_ФРАГМЕНТ ДОКУМЕНТА_
==================================================

Содержание
«Военная Литература»
Биографии
Н. Минеев

Командир летающих "катюш"

Уже месяц командовал Степан Одноворченко эскадрильей. И все это время его одолевало сомнение, а правильно ли сделал комдив, доверив ему авиационное подразделение? Ведь большинство из его подчиненных, как говорится, с азов, с самого начала военной службы обучались специальности летчика-штурмовика. А он пересел на Ил-2 с И-153.

После «чайки», как любовно называли летчики легкий, послушный, маневренный истребитель И-153, «ил» казался неуклюжим, малоподвижным.

Конечно, у Ил-2 свои преимущества. Не только в броне, но и в вооружении. У него не только пулеметы, но и пушки. Даже реактивные снаряды. Вдобавок — бомбовый запас. Да и заднюю полусферу надежно защищает воздушный стрелок.

Ничего не скажешь — хорошая машина. Не зря наши летчики прозвали ее летающей «катюшей», а враги «черной смертью». Только все дело в том, что к ней надо приноровиться, чутко уловить все те особенности, которыми штурмовик и отличается от истребителя.

Самолет Степан изучил досконально. Теорию полета знает отлично. Но как будет с тактикой боя, когда вылетят на фронт? Справится ли он, — вот в этом его одолевали сомнения. А когда под твоей командой целая эскадрилья летающих «катюш», когда перед вылетом каждому экипажу надо определить задачу, — а вдруг что не так? Какой же ты тогда командир?

Своими сомнениями Одноворченко поделился с товарищем по службе на Дальнем Востоке Алексеем Тартаковым. Алексей раньше тоже летал на истребителе, прежде [202] чем пересесть на штурмовик, как и Степан, закончил курсы. Так что все трудности, связанные с переучиванием, с «переквалификацией», были ему знакомы.

Сейчас друзья служили в одной эскадрилье. И, естественно, когда выпадала свободная минута, старались побыть вместе. Им было о чем поговорить, что вспомнить.

Вот и теперь они были вдвоем. Внимательно выслушав Степана, Алексеи улыбнулся и сказал:

— С Дальнего Востока нас прибыло четверо. И если выбирать, кого из нас назначить командиром, то, бесспорно, тебя. Воля есть. Нервы железные. Знания хорошие. Летаешь что надо. А опыт — дело наживное. Тем более, что за месяц пребывания в дивизии ты уже успел кое-что сделать. Получится из тебя командир.

Одноворченко молча пожал плечами. Конечно, то, что он сделал за месяц, командование оценило высоко.

Речь шла вот о чем.

Когда в августе 1942 года, закончив переучивание, четверо летчиков-дальневосточников прибыли в 281-ю штурмовую авиационную дивизию, троих из них назначили командирами звеньев. С четвертым — этим четвертым был Степан — получилось несколько иначе.

Полковнику Греськову, командиру штурмовой авиадивизии, старший лейтенант Одноворченко докладывал о своем прибытии в его распоряжение в присутствии начальника политотдела подполковника Федотова и начальника штаба полковника Богданова.

==================================================

Записи о расположении объектов на изображениях:
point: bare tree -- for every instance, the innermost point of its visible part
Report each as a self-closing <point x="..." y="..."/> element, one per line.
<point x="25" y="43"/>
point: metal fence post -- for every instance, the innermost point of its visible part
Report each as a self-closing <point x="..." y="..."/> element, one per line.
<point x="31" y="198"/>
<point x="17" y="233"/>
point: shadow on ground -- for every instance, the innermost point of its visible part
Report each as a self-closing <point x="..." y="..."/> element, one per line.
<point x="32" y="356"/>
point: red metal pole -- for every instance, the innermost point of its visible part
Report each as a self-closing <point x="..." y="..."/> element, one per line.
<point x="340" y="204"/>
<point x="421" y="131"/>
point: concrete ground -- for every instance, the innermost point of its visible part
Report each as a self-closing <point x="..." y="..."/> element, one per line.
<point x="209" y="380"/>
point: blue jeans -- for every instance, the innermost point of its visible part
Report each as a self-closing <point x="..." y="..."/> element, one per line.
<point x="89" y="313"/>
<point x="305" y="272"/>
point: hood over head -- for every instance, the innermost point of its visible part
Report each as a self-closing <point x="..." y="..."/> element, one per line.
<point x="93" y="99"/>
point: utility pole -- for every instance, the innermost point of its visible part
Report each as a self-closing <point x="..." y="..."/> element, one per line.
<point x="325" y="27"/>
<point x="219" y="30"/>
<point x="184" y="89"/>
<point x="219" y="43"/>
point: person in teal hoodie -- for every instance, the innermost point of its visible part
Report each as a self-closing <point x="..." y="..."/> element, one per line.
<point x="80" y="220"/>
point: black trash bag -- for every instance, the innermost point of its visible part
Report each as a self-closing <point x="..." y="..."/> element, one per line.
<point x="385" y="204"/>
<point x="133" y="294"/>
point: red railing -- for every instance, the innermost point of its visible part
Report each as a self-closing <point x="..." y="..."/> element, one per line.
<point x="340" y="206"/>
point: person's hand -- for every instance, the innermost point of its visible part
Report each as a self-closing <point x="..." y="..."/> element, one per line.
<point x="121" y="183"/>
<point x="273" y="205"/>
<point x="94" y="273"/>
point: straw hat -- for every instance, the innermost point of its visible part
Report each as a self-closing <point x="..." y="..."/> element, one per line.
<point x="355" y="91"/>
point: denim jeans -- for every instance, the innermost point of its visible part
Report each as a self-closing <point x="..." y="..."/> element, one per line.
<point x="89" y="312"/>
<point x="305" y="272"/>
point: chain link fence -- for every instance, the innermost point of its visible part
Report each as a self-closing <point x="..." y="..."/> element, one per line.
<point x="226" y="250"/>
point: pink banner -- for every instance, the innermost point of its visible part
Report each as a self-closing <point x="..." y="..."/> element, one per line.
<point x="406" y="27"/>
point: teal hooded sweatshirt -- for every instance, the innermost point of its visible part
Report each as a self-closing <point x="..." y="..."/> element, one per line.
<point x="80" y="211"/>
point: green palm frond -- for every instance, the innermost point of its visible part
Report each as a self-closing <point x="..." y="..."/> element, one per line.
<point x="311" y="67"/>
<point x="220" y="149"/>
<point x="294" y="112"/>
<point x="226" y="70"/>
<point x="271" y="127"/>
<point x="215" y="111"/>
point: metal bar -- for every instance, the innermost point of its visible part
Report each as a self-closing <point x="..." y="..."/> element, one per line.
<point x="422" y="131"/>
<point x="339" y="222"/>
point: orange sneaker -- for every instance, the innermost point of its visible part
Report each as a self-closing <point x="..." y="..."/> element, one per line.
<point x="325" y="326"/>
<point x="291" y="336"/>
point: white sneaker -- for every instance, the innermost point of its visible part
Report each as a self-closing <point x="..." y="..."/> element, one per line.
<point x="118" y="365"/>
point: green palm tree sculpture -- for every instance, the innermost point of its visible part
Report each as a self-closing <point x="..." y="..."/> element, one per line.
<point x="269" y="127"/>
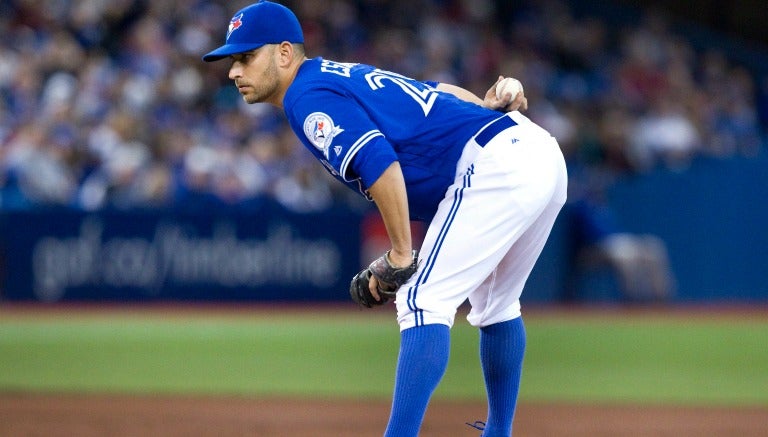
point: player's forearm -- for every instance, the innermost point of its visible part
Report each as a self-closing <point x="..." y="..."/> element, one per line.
<point x="460" y="92"/>
<point x="390" y="196"/>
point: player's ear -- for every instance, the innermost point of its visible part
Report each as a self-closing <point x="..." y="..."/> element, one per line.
<point x="284" y="54"/>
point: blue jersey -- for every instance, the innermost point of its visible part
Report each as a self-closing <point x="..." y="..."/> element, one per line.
<point x="357" y="120"/>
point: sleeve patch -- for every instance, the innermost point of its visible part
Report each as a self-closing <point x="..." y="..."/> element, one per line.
<point x="320" y="130"/>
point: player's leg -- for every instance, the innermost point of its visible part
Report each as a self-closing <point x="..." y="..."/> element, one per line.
<point x="496" y="308"/>
<point x="420" y="366"/>
<point x="503" y="340"/>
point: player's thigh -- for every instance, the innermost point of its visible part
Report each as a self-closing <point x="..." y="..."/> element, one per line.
<point x="477" y="223"/>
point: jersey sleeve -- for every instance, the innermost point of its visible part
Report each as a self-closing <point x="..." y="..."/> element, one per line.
<point x="339" y="133"/>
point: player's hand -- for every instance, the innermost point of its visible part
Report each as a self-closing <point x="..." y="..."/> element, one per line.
<point x="507" y="103"/>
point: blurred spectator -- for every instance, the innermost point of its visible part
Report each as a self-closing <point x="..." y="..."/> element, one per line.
<point x="106" y="103"/>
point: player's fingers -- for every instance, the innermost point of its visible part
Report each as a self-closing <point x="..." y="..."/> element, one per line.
<point x="519" y="103"/>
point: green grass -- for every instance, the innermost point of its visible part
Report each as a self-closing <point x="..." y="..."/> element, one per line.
<point x="600" y="359"/>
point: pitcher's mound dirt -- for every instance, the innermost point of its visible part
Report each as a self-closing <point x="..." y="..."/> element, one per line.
<point x="24" y="414"/>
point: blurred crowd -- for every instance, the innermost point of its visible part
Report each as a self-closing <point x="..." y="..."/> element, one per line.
<point x="107" y="104"/>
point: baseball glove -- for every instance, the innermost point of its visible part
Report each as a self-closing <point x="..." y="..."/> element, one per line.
<point x="390" y="278"/>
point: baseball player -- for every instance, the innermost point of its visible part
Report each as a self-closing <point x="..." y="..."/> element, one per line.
<point x="490" y="183"/>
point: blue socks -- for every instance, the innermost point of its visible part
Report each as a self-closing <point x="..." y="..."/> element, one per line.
<point x="502" y="347"/>
<point x="420" y="366"/>
<point x="422" y="362"/>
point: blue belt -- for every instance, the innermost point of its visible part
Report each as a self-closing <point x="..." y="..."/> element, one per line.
<point x="487" y="133"/>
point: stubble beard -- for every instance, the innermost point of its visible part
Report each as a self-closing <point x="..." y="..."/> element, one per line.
<point x="265" y="88"/>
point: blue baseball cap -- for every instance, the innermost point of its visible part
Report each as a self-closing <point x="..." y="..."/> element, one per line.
<point x="256" y="25"/>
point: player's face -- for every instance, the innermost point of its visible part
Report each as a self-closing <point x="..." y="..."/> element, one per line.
<point x="255" y="74"/>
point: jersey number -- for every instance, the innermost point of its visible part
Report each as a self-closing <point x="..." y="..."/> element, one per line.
<point x="425" y="98"/>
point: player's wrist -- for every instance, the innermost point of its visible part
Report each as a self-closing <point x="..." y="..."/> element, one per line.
<point x="400" y="258"/>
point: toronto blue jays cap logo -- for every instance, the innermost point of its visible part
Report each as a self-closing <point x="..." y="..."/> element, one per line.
<point x="234" y="24"/>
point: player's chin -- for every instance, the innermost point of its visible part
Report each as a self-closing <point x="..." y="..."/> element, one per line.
<point x="250" y="98"/>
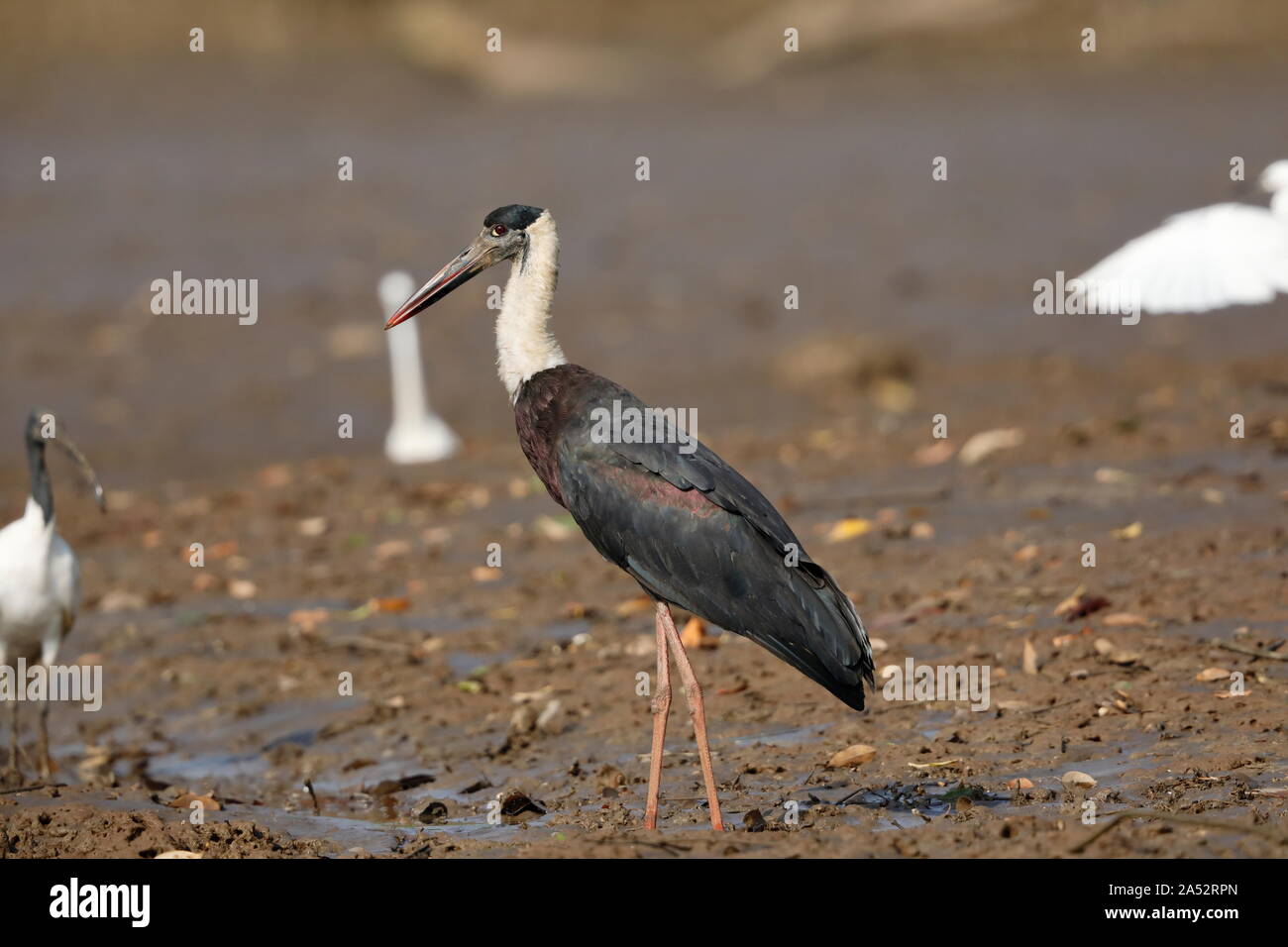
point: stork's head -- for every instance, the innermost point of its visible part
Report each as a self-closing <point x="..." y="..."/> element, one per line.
<point x="1275" y="176"/>
<point x="503" y="237"/>
<point x="43" y="428"/>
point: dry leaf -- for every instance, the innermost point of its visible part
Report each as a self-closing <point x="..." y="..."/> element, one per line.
<point x="1030" y="657"/>
<point x="1076" y="779"/>
<point x="1129" y="532"/>
<point x="1126" y="620"/>
<point x="1212" y="674"/>
<point x="187" y="799"/>
<point x="695" y="635"/>
<point x="851" y="755"/>
<point x="988" y="442"/>
<point x="243" y="589"/>
<point x="845" y="530"/>
<point x="634" y="605"/>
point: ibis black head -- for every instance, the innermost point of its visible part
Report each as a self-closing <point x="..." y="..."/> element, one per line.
<point x="43" y="428"/>
<point x="503" y="236"/>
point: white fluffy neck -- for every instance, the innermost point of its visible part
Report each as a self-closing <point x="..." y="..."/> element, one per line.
<point x="523" y="342"/>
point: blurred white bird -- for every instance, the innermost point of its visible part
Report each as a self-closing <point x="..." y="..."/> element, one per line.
<point x="1228" y="254"/>
<point x="417" y="436"/>
<point x="39" y="578"/>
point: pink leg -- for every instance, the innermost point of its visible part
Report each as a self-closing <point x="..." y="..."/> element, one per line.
<point x="661" y="707"/>
<point x="694" y="694"/>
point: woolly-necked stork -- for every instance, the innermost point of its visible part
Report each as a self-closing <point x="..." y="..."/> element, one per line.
<point x="688" y="527"/>
<point x="39" y="575"/>
<point x="417" y="436"/>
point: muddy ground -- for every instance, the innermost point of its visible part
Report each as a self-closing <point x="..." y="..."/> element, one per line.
<point x="321" y="561"/>
<point x="223" y="682"/>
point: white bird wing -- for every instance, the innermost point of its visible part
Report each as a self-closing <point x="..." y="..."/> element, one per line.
<point x="1202" y="260"/>
<point x="64" y="579"/>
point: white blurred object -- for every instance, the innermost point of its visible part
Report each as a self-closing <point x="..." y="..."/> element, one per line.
<point x="417" y="436"/>
<point x="1228" y="254"/>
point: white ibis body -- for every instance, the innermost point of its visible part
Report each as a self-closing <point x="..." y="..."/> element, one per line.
<point x="688" y="527"/>
<point x="39" y="577"/>
<point x="417" y="436"/>
<point x="1228" y="254"/>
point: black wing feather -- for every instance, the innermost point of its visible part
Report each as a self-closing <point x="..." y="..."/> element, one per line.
<point x="711" y="544"/>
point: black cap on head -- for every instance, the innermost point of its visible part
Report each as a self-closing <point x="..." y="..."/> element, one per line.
<point x="515" y="217"/>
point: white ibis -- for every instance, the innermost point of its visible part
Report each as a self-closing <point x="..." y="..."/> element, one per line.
<point x="688" y="527"/>
<point x="417" y="436"/>
<point x="39" y="575"/>
<point x="1228" y="254"/>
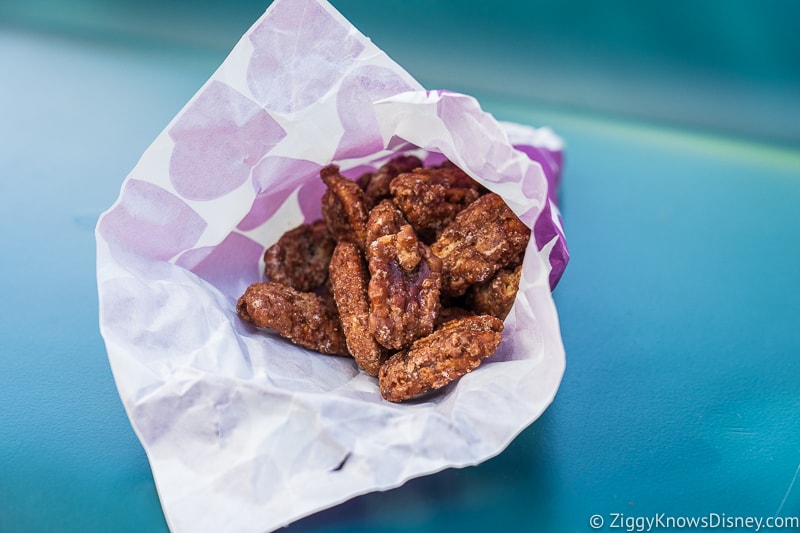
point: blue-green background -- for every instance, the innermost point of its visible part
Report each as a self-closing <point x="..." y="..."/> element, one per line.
<point x="679" y="309"/>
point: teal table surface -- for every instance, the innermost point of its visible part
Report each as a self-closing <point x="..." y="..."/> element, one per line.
<point x="679" y="313"/>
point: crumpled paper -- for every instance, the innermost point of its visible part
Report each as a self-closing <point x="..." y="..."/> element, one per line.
<point x="245" y="431"/>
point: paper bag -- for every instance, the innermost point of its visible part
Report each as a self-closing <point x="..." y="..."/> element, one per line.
<point x="245" y="431"/>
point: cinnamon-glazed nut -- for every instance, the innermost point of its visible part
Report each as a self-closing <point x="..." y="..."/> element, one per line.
<point x="483" y="238"/>
<point x="403" y="289"/>
<point x="446" y="314"/>
<point x="349" y="280"/>
<point x="345" y="208"/>
<point x="376" y="185"/>
<point x="495" y="296"/>
<point x="301" y="256"/>
<point x="384" y="219"/>
<point x="302" y="317"/>
<point x="430" y="198"/>
<point x="453" y="350"/>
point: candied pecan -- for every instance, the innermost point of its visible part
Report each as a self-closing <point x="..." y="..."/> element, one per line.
<point x="301" y="256"/>
<point x="483" y="238"/>
<point x="450" y="352"/>
<point x="345" y="208"/>
<point x="496" y="295"/>
<point x="430" y="198"/>
<point x="446" y="314"/>
<point x="349" y="280"/>
<point x="376" y="185"/>
<point x="384" y="219"/>
<point x="302" y="317"/>
<point x="403" y="289"/>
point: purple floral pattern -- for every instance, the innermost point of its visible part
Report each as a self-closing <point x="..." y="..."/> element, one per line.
<point x="150" y="222"/>
<point x="218" y="140"/>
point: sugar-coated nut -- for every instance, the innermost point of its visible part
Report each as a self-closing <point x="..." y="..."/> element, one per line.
<point x="403" y="289"/>
<point x="301" y="257"/>
<point x="482" y="238"/>
<point x="304" y="318"/>
<point x="450" y="352"/>
<point x="349" y="279"/>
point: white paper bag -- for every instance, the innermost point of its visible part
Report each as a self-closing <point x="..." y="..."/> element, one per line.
<point x="245" y="431"/>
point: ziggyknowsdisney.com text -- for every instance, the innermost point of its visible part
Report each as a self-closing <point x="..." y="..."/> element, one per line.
<point x="629" y="523"/>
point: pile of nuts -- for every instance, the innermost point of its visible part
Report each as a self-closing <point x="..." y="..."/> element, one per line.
<point x="411" y="271"/>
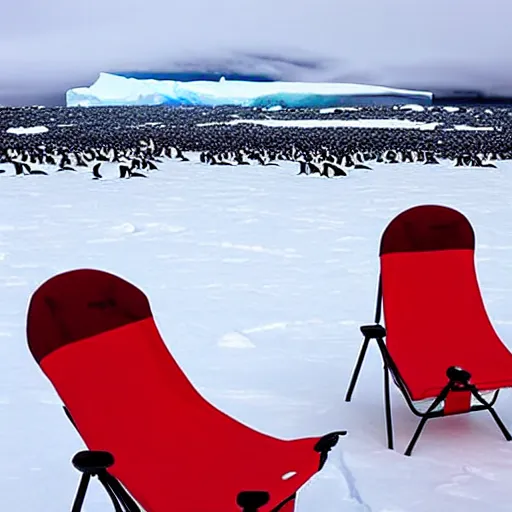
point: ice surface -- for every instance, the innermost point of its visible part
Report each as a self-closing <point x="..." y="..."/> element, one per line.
<point x="282" y="265"/>
<point x="335" y="123"/>
<point x="111" y="89"/>
<point x="436" y="46"/>
<point x="20" y="130"/>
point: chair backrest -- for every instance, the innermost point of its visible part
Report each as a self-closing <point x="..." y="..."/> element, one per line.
<point x="433" y="310"/>
<point x="94" y="336"/>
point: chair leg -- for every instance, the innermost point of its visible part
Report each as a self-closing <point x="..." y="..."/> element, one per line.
<point x="387" y="405"/>
<point x="416" y="436"/>
<point x="357" y="370"/>
<point x="492" y="411"/>
<point x="95" y="463"/>
<point x="81" y="492"/>
<point x="500" y="424"/>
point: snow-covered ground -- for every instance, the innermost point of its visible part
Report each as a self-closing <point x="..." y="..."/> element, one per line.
<point x="259" y="280"/>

==================================================

_ПИСЬМЕННОЕ ЗАДАНИЕ 1_
Определите, соответствуют ли фрагменту о Степане Одноворченко утверждения (а), (б) и (в). Для каждого ответьте «да» или «нет» и точно процитируйте решающие слова фрагмента. (а) До Ил-2 Одноворченко летал на истребителе И-153. (б) С Дальнего Востока прибыло пять летчиков. (в) Одноворченко и Тартаков служили в разных эскадрильях.
_ПИСЬМЕННОЕ ЗАДАНИЕ 2_
Перепишите из фрагмента о Степане Одноворченко отрезок от слов «Ничего не скажешь —» до слов «ты тогда командир?» включительно.
_ПИСЬМЕННОЕ ЗАДАНИЕ 3_
Продолжите фрагмент о Степане Одноворченко, начав сразу после его последнего предложения.

_ОТВЕТ К УПРАЖНЕНИЮ 1_
(а) Да: «А он пересел на Ил-2 с И-153».
(б) Нет: «С Дальнего Востока нас прибыло четверо».
(в) Нет: «Сейчас друзья служили в одной эскадрилье».

_ОТВЕТ К УПРАЖНЕНИЮ 2_
Ничего не скажешь — хорошая машина. Не зря наши летчики прозвали ее летающей «катюшей», а враги «черной смертью». Только все дело в том, что к ней надо приноровиться, чутко уловить все те особенности, которыми штурмовик и отличается от истребителя.

Самолет Степан изучил досконально. Теорию полета знает отлично. Но как будет с тактикой боя, когда вылетят на фронт? Справится ли он, — вот в этом его одолевали сомнения. А когда под твоей командой целая эскадрилья летающих «катюш», когда перед вылетом каждому экипажу надо определить задачу, — а вдруг что не так? Какой же ты тогда командир?

_ОТВЕТ К УПРАЖНЕНИЮ 3_
— Присаживайтесь, — сказал комдив. — Расскажите о себе, — предложил он, рассматривая документы молодого летчика.

— Родился в 1914 году в селе Коцюбинка Михайло-Коцюбинского района. Это недалеко от Чернигова, — пояснил Степан. — Сначала учился в родном селе. Потом в Чернигове, в ФЗУ. Родители бедняки. Когда а 1929 году организовался колхоз, наша семья подала заявление одной из первых. В ФЗУ вступил в комсомол. В партии с сентября сорок первого.

— Судя по документам, вы не только возглавляли звено, но и парашютно-десантную службу?

— Да, — подтвердил Степан. — Некоторое время замещал начальника ПДС. Двадцать четыре раза прыгал. В эскадрилье всех летчиков обучил прыжкам. [203]

— Очень хорошо. Этим же придется заняться и сейчас. Полки наши только начали формироваться. Начальники парашютно-десантной службы молоды. Опыта у них мало. А ведь крайне важно обучить каждого летчика умелому применению парашюта.

— Работу, которая вам поручается, расценивайте и как партийное поручение, — заметил начальник политотдела.

— Задание выполню, — твердо заверил Степан.

— Вот и хорошо.

Комдив вызвал по телефону начальника отдела кадров. Когда тот вошел, распорядился:

— Принимайте, товарищ майор, пополнение: старший лейтенант Одноворченко, Назначаем его в 872-й полк командиром эскадрильи.

Приняв эскадрилью, Степан Одноворченко должен был одновременно организовать боевую учебу с подчиненными и занятия по парашютно-десантной службе со всеми летчиками. Выкроить время для того, чтобы побывать в других подразделениях, было не легко. Где его возьмешь, когда в сутках так мало часов и так много надо успеть сделать!

Каждый день прибывала новая техника — ее надо собрать, облетать. В подразделениях изучалась тактика боевых действий, штурмовых и бомбовых ударов. А тут еще парашютная подготовка!

Расписание было таким жестким, что у Степана каждый день — занятия, каждый день он в разных эскадрильях. А ведь хочется, чтобы своя эскадрилья выглядела не хуже других. Если назначили командиром, доверили подразделение — значит и спрос особый.

Вступив в должность, Степан Одноворченко с первых же дней старался проявить необходимые командиру твердость, инициативу, настойчивость, хорошо понимая, что от того, как будет подготовлена эскадрилья, какая в ней будет дисциплина, зависят результаты боевой деятельности летчиков. А иной раз и их жизнь.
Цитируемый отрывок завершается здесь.